### Aim of the task:
Can you return the material below line for line, without changing a word, and leave out the pictures?

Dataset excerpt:
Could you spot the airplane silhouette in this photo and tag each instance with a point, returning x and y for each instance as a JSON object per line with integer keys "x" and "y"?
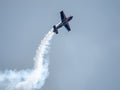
{"x": 64, "y": 22}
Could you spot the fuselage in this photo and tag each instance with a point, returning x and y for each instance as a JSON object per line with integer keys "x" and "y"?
{"x": 65, "y": 21}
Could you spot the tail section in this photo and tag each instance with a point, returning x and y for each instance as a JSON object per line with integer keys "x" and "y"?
{"x": 55, "y": 29}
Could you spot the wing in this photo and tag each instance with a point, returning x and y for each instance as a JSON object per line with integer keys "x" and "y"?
{"x": 67, "y": 26}
{"x": 62, "y": 15}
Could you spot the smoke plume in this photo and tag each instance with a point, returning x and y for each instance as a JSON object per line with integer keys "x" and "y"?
{"x": 29, "y": 79}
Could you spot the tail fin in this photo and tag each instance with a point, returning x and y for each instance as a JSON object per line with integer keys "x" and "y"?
{"x": 55, "y": 29}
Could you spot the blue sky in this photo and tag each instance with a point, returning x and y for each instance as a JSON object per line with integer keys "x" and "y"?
{"x": 87, "y": 58}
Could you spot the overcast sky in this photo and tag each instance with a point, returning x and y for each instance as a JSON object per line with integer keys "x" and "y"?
{"x": 87, "y": 58}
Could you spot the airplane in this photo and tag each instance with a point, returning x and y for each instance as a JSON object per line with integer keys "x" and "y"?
{"x": 64, "y": 22}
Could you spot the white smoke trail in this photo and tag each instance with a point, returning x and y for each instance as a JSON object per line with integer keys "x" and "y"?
{"x": 29, "y": 79}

### Result:
Could you spot the airplane silhouette in this photo and tag each instance with a point, returning x and y for each instance as a JSON object per line with integer keys "x" and "y"?
{"x": 64, "y": 22}
Could you spot the fuselage in this photo and tag each instance with a point, returning x and y for each instance as a JSON object per line with integer keys "x" and "y"?
{"x": 65, "y": 21}
Could you spot the tail section in this photo and tag each instance with a point, returning x and y for each instance as a JSON object per line with integer keys "x" and "y"?
{"x": 55, "y": 29}
Could you spot the wing in this photo and tag each instance with a point, returning x and y for each instance as a JSON object per line with integer keys "x" and "y"?
{"x": 67, "y": 26}
{"x": 62, "y": 15}
Could you spot the smoke plume in this photo and tag each instance with a point, returning x and y for each instance as a JSON object per line with integer keys "x" and "y"?
{"x": 29, "y": 79}
Could you spot the tail fin in this photo and tag each instance with a point, returning x and y for each instance as a JSON object per line with integer keys "x" and "y"?
{"x": 55, "y": 29}
Could you spot the blue sky in this photo and tag each instance with a point, returning x and y for each instance as a JSON object per line with integer keys "x" and "y"?
{"x": 87, "y": 58}
Could you spot the overcast sky in this photo and tag each instance with a point, returning x and y for each instance as a JSON object per line with integer keys "x" and "y"?
{"x": 87, "y": 58}
Could you spot the airplane in this photo and tag each instance with a point, returning x and y for each instance as a JSON object per line with integer keys "x" and "y"?
{"x": 64, "y": 22}
Could you spot the white smoke trail in this photo and tag each instance with a point, returning x and y for each instance as a JSON object per line with integer keys "x" and "y"?
{"x": 29, "y": 79}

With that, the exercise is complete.